## GEGEBENE DATEN
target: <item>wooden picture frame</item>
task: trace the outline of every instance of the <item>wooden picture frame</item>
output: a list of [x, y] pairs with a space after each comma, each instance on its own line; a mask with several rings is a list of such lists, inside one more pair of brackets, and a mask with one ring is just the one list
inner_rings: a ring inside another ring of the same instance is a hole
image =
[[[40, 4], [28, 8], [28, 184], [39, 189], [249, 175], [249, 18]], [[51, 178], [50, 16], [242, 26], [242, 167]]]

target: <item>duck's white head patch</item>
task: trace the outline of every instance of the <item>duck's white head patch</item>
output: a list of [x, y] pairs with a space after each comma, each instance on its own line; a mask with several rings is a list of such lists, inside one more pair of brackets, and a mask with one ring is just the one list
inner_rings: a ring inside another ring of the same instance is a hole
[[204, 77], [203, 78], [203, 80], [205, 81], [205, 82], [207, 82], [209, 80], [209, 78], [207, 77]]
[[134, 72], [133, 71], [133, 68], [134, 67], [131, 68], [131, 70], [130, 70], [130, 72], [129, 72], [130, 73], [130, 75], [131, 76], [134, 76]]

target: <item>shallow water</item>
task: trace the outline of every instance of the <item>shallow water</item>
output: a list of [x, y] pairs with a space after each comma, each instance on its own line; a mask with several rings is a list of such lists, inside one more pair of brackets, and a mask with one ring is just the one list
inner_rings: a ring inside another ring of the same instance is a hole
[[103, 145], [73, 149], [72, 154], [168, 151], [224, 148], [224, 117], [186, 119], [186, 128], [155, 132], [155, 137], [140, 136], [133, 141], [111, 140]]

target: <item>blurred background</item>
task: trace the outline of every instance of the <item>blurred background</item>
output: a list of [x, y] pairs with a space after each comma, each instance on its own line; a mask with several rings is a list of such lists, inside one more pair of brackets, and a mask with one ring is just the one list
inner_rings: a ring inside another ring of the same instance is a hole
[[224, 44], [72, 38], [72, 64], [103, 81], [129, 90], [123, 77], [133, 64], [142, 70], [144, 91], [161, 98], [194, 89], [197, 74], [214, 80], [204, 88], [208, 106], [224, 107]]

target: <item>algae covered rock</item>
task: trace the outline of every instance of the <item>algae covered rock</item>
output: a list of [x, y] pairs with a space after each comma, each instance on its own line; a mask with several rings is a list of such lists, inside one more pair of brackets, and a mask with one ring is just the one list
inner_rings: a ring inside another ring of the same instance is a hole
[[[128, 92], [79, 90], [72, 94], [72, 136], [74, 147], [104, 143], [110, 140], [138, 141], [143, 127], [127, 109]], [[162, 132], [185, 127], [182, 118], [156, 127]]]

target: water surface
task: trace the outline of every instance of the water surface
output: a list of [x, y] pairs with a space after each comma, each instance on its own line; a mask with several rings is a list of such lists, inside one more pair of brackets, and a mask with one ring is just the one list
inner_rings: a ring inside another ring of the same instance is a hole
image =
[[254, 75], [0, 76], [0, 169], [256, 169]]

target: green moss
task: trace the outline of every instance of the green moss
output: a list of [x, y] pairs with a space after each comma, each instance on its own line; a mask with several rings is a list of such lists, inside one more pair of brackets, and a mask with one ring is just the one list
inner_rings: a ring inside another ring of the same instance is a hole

## DIE AUFGABE
Gibst du die Zeilen vom Anfang der Einträge bis einschließlich der Zeile mit „26], [242, 167]]]“ unverändert wieder?

## ANTWORT ZUR AUFGABE
target: <item>wooden picture frame</item>
task: trace the outline of every instance of the <item>wooden picture frame</item>
output: a list of [x, y] pairs with a space after each comma, each instance on its own line; a mask with several rings is a list of such lists, inside one more pair of brackets, and a mask with one ring is just the one list
inner_rings: a ring inside another ring of the same instance is a hole
image =
[[[40, 4], [28, 8], [28, 184], [39, 189], [249, 175], [249, 18]], [[51, 178], [50, 16], [242, 26], [242, 167]]]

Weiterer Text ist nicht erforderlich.